__ENTRIES PROVIDED__.
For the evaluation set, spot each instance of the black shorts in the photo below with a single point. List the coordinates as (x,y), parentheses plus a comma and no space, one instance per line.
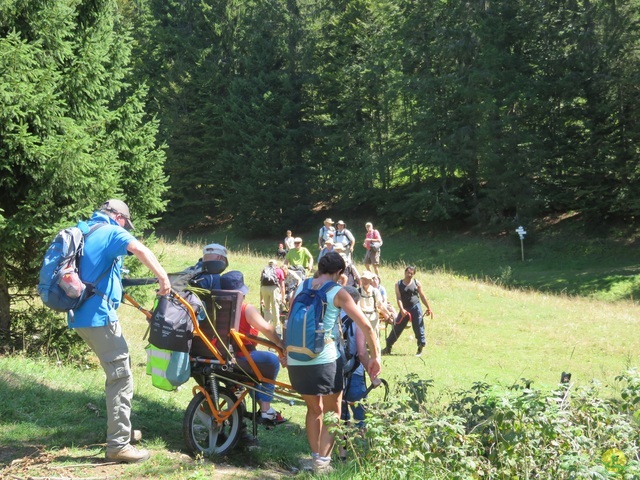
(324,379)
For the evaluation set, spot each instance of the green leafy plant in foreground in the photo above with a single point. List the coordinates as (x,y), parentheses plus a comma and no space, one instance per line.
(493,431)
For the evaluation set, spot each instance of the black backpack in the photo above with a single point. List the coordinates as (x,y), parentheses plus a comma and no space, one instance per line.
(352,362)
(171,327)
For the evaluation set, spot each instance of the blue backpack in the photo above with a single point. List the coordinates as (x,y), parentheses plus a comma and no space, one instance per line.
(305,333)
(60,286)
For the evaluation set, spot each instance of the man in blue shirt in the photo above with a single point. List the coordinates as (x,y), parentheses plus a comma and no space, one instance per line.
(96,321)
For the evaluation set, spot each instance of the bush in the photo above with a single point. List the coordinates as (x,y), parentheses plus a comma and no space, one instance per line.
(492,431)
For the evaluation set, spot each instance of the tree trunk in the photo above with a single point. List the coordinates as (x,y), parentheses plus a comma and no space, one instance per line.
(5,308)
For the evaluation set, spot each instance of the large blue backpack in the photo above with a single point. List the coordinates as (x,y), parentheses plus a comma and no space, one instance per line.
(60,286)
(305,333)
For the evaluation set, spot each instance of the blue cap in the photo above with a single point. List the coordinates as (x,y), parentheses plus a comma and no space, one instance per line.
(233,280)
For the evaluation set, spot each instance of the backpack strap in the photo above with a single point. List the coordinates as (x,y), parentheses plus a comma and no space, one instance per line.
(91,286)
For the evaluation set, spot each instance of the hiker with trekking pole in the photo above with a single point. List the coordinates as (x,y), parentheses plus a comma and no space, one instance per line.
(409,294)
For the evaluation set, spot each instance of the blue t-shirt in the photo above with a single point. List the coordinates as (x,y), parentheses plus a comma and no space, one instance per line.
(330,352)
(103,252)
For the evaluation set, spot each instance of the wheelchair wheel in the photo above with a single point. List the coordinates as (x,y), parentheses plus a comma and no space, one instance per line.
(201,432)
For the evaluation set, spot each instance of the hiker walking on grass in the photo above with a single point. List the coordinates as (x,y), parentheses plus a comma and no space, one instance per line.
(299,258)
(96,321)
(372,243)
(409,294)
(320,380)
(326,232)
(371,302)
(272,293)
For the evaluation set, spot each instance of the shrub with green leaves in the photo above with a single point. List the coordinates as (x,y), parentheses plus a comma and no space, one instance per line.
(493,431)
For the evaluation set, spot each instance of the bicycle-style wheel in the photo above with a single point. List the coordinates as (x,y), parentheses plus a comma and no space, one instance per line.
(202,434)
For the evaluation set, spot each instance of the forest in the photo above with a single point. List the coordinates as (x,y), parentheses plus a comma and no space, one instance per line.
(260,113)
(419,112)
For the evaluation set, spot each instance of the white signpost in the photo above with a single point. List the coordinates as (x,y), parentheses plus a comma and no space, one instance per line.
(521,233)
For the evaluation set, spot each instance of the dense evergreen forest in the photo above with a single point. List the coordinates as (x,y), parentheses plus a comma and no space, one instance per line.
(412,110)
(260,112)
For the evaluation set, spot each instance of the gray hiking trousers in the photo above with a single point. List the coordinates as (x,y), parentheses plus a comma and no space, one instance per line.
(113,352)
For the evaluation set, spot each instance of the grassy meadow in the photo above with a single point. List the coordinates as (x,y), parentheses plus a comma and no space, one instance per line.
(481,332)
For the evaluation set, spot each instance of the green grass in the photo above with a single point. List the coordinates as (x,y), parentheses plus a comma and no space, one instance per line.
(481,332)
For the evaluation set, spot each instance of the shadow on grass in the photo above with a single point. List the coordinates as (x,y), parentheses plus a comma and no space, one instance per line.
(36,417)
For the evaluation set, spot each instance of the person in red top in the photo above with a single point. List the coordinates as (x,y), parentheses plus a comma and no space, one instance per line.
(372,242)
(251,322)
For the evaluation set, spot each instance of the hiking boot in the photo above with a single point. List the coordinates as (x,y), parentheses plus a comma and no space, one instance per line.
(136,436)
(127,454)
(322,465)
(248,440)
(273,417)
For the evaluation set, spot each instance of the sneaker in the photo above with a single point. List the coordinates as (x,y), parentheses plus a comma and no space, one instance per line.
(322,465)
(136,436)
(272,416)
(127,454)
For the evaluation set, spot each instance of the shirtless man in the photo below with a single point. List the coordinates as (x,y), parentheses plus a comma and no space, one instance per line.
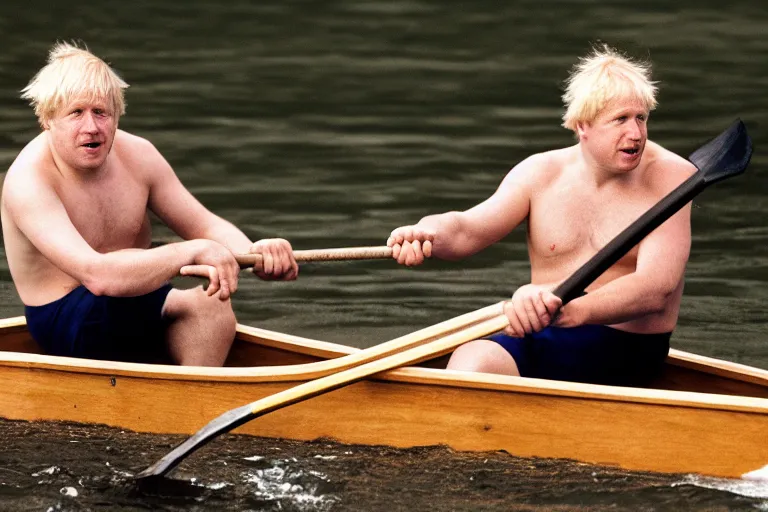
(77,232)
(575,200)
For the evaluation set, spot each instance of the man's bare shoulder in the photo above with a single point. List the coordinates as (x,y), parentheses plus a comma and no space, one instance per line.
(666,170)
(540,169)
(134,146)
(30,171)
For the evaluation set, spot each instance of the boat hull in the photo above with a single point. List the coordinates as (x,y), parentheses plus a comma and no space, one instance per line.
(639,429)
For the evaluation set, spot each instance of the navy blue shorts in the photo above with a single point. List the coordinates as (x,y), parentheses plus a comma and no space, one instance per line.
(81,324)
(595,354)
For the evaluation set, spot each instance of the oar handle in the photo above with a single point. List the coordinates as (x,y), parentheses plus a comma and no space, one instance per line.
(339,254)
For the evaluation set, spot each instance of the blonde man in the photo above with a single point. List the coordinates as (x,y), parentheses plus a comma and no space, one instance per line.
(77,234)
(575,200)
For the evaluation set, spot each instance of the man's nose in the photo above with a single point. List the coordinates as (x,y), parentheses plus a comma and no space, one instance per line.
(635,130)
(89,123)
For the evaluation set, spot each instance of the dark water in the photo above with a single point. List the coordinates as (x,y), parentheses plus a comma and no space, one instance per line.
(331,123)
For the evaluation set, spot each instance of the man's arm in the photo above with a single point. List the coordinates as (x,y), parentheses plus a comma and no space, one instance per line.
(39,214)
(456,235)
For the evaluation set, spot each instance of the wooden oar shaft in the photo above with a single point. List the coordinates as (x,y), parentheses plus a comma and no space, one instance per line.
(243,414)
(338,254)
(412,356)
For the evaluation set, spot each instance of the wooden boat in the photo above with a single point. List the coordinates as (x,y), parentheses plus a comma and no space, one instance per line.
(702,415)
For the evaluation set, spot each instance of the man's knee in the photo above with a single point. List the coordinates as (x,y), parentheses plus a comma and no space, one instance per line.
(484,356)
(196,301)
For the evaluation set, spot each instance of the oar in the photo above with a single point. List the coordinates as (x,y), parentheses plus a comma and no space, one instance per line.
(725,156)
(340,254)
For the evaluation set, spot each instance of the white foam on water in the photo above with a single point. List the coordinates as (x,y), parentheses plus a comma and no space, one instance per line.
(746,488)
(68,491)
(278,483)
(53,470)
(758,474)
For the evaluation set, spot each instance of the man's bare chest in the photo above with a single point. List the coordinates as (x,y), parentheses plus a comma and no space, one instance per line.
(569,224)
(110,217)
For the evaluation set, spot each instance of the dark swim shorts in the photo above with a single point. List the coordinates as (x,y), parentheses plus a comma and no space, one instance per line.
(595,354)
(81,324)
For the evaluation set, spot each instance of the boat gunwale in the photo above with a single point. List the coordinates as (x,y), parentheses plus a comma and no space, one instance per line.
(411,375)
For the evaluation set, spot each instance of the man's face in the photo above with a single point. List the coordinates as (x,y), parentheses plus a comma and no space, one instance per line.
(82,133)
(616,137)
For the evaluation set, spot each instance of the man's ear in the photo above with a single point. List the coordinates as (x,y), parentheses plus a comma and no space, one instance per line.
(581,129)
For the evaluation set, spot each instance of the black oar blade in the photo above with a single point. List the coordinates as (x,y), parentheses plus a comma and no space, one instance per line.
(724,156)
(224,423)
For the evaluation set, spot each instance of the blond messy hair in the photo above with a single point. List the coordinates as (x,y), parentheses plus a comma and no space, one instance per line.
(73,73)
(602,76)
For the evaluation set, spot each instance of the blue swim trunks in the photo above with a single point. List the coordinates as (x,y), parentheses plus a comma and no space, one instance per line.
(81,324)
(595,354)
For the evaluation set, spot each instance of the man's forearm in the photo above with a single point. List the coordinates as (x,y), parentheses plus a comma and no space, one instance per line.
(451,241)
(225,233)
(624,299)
* * *
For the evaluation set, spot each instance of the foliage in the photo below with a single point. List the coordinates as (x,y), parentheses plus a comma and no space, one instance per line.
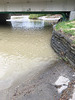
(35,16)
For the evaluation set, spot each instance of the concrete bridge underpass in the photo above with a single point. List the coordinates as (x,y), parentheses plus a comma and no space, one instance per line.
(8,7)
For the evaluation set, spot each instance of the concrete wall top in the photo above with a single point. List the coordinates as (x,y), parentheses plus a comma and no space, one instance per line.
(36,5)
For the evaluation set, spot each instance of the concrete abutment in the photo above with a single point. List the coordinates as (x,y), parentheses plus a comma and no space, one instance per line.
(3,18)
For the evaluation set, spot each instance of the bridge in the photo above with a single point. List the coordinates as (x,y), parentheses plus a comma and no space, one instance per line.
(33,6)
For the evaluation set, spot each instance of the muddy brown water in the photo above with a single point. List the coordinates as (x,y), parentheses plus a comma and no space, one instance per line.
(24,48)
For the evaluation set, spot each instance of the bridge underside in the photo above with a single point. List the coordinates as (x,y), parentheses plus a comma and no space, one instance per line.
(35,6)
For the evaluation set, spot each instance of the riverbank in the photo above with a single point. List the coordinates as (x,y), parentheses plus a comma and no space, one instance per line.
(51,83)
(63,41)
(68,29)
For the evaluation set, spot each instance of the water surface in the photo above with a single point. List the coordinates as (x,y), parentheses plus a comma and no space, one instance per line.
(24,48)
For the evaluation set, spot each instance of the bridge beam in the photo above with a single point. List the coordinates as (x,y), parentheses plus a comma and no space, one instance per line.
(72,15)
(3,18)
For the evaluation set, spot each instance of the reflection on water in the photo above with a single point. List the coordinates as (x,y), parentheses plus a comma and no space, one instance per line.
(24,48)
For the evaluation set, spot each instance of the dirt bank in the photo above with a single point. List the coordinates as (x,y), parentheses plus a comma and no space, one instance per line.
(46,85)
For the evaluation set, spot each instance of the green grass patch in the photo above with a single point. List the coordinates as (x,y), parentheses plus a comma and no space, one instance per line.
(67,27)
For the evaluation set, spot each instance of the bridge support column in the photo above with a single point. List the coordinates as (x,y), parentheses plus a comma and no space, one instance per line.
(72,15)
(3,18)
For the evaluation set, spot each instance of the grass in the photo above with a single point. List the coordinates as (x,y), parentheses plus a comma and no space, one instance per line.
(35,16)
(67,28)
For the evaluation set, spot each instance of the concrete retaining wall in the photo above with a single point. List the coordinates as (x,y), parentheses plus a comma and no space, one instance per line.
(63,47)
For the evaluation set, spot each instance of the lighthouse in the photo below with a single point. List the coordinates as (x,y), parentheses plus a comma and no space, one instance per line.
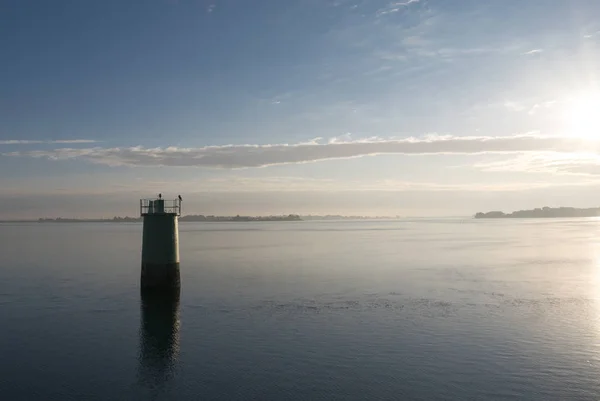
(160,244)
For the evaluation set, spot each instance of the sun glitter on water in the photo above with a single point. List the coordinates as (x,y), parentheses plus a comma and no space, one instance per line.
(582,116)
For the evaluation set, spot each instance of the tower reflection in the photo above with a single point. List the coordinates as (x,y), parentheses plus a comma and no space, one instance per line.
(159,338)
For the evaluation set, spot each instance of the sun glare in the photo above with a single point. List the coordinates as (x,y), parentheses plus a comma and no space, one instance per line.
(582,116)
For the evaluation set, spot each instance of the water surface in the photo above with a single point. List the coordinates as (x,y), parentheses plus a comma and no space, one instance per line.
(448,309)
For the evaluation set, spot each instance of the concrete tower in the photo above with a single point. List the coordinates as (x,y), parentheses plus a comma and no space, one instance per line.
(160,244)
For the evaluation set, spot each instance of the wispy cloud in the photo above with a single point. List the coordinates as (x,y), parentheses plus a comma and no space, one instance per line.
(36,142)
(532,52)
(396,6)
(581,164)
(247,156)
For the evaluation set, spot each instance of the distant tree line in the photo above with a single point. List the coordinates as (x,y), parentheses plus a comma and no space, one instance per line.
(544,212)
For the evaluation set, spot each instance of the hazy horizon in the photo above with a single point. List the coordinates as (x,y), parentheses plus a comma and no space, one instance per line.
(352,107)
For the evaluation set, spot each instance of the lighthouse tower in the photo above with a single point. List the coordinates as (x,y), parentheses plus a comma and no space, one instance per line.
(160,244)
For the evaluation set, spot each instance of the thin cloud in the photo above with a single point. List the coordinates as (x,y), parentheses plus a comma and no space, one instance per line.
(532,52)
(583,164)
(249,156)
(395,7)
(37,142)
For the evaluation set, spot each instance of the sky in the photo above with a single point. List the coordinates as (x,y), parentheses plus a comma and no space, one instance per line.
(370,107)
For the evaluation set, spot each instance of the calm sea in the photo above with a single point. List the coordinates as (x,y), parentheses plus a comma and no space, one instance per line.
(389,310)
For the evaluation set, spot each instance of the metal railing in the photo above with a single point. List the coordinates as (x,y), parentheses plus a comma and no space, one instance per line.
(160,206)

__YOUR OBJECTIVE__. Find each line in the entries above that contains the word "beam" and copy those lines in full. Uppercase and lowercase count as different.

__SOLUTION BELOW__.
For the evaluation set, spot each instance of the bridge beam in the photo above with a single point. List the coordinates as (x,y), parentheses plus a comma and no space, one instance per line.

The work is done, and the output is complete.